EXERCISE GOAL: Reproduce the band interview below in full, word for word.

PASSAGE SHOWN:
========================

How did you guys get together?
We actually met on Joinmyband.com, and the first time we met in person was in a practise room at Audioworks. It all started from there really. We started writing in the first session, and it all spiralled from there. We base ourselves in Northampton as it’s the biggest town, plus we love AudioWorks and find ourselves more productive there.

How would you describe your sound?
We’ve always prided ourselves in being loud, once called “the loudest band to practise at Audioworks” by its owner Josh, but our main focus was to create music for people to move to. The guitars are thick, and the the drums are hard. It’s the way we’ve always liked it and comes from a range of influences in both of our musical backgrounds.

Who are your main influences do you think?
Initially the main influence behind starting the band was Death From Above; we absolutely love those guys and they played a huge part in our formation, but our influences are far wider spread. Queens of the Stone Age, The Beatles, The White Stripes, T. Rex, Bowie, all of them have played a huge part in our sound and style. We could list bands all day!

What was the reaction like to your debut, the ‘Key’ EP in 2017?
The Key EP was a way for us to have our music available elsewhere as soon as we started playing shows. I suppose it didn’t garner the support we’d have loved, but looking back it was still us finding our feet. We hadn’t even played a show when we recorded the tracks. We still love it dearly though, and still play all four tracks live, although some of them slightly grown up versions as time has gone on.

Tell us about this new single.

========================

STORED RECORDS:
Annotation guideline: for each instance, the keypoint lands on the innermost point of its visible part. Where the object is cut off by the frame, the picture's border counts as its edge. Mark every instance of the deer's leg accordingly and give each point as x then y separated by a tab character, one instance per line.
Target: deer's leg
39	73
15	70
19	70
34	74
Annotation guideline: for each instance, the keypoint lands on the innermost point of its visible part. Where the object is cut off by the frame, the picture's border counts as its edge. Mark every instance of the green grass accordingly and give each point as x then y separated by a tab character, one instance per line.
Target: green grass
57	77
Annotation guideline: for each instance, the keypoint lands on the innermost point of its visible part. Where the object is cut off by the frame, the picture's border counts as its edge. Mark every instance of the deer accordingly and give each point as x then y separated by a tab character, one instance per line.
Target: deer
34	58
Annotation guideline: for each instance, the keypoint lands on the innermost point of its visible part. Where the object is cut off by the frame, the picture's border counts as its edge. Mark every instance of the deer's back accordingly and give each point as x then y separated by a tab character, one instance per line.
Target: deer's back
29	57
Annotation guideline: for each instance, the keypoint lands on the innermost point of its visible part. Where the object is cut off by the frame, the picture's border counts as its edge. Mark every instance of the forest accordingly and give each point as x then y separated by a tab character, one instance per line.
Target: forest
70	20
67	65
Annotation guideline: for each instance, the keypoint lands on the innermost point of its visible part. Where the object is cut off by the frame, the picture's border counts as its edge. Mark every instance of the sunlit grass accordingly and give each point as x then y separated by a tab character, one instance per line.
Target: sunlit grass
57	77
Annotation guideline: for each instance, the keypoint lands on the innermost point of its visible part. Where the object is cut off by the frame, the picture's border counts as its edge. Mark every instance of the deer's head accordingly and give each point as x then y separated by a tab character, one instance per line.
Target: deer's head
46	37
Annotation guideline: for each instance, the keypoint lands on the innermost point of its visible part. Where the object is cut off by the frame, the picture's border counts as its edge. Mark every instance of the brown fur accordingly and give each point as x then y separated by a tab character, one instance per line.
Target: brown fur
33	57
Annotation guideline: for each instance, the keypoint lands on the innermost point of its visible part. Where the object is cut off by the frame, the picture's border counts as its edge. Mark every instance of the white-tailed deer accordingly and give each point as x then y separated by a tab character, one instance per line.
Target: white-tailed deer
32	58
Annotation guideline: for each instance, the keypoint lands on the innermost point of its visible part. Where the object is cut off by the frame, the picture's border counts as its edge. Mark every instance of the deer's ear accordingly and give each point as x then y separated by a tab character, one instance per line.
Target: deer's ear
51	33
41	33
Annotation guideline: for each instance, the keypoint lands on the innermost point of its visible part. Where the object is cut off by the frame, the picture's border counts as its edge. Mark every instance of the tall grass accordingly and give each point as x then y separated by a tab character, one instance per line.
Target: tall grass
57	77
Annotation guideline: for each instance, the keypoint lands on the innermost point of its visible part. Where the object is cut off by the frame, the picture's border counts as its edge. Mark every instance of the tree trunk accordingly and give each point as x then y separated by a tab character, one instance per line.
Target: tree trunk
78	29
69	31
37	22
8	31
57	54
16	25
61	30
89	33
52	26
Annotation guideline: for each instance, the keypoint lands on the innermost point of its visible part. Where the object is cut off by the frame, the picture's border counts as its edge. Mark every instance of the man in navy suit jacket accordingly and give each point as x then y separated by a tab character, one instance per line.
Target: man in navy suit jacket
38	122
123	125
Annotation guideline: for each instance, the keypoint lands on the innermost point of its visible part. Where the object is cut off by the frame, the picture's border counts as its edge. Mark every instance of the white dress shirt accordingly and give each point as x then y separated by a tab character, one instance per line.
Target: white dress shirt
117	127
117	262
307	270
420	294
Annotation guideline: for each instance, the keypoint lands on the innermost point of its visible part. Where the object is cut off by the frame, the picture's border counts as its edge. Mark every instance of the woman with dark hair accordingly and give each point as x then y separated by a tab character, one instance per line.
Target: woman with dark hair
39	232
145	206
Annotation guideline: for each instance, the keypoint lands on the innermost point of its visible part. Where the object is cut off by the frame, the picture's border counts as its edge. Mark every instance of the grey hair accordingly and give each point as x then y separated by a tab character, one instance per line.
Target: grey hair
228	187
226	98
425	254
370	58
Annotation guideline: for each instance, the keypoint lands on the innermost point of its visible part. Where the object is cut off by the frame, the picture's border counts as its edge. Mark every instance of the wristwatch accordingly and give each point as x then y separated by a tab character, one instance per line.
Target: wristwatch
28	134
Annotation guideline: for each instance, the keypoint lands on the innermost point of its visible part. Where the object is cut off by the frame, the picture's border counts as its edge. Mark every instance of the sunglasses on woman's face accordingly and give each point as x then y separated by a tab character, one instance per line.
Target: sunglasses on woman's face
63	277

========================

SOLUTION FOR THIS PROBLEM:
How did you guys get together?
We actually met on Joinmyband.com, and the first time we met in person was in a practise room at Audioworks. It all started from there really. We started writing in the first session, and it all spiralled from there. We base ourselves in Northampton as it’s the biggest town, plus we love AudioWorks and find ourselves more productive there.

How would you describe your sound?
We’ve always prided ourselves in being loud, once called “the loudest band to practise at Audioworks” by its owner Josh, but our main focus was to create music for people to move to. The guitars are thick, and the the drums are hard. It’s the way we’ve always liked it and comes from a range of influences in both of our musical backgrounds.

Who are your main influences do you think?
Initially the main influence behind starting the band was Death From Above; we absolutely love those guys and they played a huge part in our formation, but our influences are far wider spread. Queens of the Stone Age, The Beatles, The White Stripes, T. Rex, Bowie, all of them have played a huge part in our sound and style. We could list bands all day!

What was the reaction like to your debut, the ‘Key’ EP in 2017?
The Key EP was a way for us to have our music available elsewhere as soon as we started playing shows. I suppose it didn’t garner the support we’d have loved, but looking back it was still us finding our feet. We hadn’t even played a show when we recorded the tracks. We still love it dearly though, and still play all four tracks live, although some of them slightly grown up versions as time has gone on.

Tell us about this new single.